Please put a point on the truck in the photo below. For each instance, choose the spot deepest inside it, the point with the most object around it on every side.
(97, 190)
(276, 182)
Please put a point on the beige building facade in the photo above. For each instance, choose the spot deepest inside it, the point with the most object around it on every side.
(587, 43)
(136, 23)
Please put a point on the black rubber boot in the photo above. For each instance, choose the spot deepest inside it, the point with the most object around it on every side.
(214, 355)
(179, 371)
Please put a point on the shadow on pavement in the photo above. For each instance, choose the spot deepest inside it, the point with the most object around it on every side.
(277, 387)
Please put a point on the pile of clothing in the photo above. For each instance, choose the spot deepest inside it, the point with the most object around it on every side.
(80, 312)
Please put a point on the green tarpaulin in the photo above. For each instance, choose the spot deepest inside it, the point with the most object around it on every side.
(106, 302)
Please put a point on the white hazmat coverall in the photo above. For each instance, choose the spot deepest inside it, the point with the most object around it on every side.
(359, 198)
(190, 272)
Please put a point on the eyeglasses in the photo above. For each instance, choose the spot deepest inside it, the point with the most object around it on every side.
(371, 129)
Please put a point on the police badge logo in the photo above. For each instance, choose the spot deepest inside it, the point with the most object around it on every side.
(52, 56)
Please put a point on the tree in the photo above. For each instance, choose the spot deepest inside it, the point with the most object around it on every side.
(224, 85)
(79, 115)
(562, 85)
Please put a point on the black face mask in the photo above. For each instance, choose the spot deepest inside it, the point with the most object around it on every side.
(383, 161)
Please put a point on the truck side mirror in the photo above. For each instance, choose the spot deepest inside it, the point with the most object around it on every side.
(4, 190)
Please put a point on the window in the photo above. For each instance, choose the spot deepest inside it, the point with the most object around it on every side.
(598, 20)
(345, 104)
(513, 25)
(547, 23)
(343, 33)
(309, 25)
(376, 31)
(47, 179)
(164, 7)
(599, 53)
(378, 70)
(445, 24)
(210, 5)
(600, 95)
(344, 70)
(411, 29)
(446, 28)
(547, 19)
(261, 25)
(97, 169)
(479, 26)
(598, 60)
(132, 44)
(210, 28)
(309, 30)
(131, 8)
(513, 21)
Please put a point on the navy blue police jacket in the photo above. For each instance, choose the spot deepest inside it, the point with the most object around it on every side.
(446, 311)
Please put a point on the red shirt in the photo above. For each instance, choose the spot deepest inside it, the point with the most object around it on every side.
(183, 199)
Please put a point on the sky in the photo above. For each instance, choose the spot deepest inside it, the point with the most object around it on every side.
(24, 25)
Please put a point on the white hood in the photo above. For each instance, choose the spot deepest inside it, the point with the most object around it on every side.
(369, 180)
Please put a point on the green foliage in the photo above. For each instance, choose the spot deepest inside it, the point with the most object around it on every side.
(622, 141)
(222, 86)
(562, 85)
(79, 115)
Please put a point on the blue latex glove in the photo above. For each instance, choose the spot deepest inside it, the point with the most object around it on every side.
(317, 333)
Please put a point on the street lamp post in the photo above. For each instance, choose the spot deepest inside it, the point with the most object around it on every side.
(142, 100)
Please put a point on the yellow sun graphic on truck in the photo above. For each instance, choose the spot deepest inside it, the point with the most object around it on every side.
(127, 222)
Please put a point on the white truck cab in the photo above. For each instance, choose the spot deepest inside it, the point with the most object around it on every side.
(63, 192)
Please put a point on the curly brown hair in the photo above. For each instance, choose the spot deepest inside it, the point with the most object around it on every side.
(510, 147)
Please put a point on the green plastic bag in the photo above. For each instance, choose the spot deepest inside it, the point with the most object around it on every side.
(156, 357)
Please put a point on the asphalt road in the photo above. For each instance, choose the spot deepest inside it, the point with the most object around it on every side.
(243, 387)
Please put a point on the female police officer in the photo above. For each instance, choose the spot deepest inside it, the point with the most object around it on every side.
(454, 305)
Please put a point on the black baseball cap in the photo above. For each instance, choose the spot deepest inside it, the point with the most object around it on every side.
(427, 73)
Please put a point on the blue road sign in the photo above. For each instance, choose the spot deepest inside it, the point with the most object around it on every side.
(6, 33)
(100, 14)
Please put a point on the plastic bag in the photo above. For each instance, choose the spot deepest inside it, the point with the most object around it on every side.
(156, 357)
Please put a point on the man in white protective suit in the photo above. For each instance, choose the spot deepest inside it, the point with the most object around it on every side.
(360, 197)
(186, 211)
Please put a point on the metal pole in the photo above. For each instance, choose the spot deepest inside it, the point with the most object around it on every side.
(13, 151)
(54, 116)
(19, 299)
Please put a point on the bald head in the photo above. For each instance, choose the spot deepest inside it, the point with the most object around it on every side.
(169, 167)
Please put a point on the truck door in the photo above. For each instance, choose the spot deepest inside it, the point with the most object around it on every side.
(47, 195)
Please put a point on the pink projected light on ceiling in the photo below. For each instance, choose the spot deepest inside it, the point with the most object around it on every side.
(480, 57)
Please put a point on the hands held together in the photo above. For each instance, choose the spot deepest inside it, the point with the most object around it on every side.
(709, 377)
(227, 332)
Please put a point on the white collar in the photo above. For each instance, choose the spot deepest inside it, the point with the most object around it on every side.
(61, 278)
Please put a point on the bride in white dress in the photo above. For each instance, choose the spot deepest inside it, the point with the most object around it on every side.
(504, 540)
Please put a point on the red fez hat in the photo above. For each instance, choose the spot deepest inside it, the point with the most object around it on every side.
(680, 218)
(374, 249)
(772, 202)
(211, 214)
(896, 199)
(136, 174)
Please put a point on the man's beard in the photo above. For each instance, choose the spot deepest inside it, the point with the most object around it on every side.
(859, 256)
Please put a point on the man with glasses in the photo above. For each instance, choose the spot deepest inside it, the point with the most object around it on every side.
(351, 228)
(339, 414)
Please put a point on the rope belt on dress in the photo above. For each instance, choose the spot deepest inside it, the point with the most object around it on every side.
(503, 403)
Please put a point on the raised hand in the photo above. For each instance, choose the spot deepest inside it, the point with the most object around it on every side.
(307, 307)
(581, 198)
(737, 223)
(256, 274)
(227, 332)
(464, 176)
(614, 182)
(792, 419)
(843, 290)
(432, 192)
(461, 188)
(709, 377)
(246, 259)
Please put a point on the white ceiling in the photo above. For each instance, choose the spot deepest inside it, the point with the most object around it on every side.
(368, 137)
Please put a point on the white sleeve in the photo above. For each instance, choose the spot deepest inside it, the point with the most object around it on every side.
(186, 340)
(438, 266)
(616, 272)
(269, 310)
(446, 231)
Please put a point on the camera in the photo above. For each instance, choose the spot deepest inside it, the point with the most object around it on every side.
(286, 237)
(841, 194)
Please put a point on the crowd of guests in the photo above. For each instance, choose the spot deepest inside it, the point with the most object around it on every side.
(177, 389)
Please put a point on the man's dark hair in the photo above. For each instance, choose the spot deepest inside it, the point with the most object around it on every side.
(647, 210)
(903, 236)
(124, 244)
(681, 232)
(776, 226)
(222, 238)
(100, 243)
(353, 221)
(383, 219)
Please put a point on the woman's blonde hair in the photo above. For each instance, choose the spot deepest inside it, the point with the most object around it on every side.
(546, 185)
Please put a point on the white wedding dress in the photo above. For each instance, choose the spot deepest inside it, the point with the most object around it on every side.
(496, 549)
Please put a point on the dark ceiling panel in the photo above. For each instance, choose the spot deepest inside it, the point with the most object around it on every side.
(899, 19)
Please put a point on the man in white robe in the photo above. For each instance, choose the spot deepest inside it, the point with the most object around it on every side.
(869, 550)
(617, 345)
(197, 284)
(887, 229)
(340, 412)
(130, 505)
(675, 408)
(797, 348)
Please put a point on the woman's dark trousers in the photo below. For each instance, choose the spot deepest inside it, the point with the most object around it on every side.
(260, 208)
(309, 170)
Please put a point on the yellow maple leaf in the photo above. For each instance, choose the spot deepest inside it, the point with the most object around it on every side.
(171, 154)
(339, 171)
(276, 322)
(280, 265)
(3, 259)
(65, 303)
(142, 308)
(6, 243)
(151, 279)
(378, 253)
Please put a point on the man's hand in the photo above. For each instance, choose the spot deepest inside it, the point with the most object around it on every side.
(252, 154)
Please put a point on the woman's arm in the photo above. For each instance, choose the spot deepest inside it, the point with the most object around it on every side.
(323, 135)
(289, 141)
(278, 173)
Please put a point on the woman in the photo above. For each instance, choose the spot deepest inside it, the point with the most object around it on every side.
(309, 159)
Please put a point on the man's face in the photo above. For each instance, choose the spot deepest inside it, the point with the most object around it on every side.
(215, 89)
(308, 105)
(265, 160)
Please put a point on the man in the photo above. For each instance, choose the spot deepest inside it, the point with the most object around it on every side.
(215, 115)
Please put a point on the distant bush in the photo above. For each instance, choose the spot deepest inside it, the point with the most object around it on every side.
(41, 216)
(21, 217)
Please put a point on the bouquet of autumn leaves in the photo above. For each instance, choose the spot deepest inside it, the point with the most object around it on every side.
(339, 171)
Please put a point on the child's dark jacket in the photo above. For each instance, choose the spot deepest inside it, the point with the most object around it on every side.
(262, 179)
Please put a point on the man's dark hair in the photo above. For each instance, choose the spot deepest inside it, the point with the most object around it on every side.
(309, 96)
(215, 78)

• BRIEF
Repeat exactly the lines above from the line that contains "Please put a point on the woman's arm" through the end. Include both of these ends; leave out everything else.

• RESULT
Please put a point on the woman's arm in the photo above. For each instance, choose the spot deepest inside it, the point with the most object around it on every side.
(323, 135)
(289, 141)
(278, 173)
Please put a point on the woman in the photo above. For each instance, choose the spot deepest inside it, the point with the most object around it on every side.
(309, 159)
Please put a point on the man's face in the photo above. For each instance, choose the spot deepest inside it, the point with the most object around it on every side.
(215, 89)
(308, 105)
(265, 160)
Please put a point on the man in the photo above. For each instance, choose the spot deepest inside it, the point with the most object around it on every side.
(215, 115)
Please put a point on the distant bush in the photo above. For each instance, choose the spot deepest inside it, the point with the most object around it on every side.
(41, 216)
(21, 217)
Please put a point on the bouquet of autumn leaves in the photo above. For each instance, choose the spot deepest inside it, the point with the most object around it on every side.
(339, 171)
Please put a point on the child's dark jacket in the photo above. For each instance, choose the spot deepest inside it, the point with the most object around it on every side.
(262, 179)
Please put a point on the man's dark hair in the photo above. For each instance, choose the spot deepest inside it, the point with the most object around it on every side.
(309, 96)
(215, 78)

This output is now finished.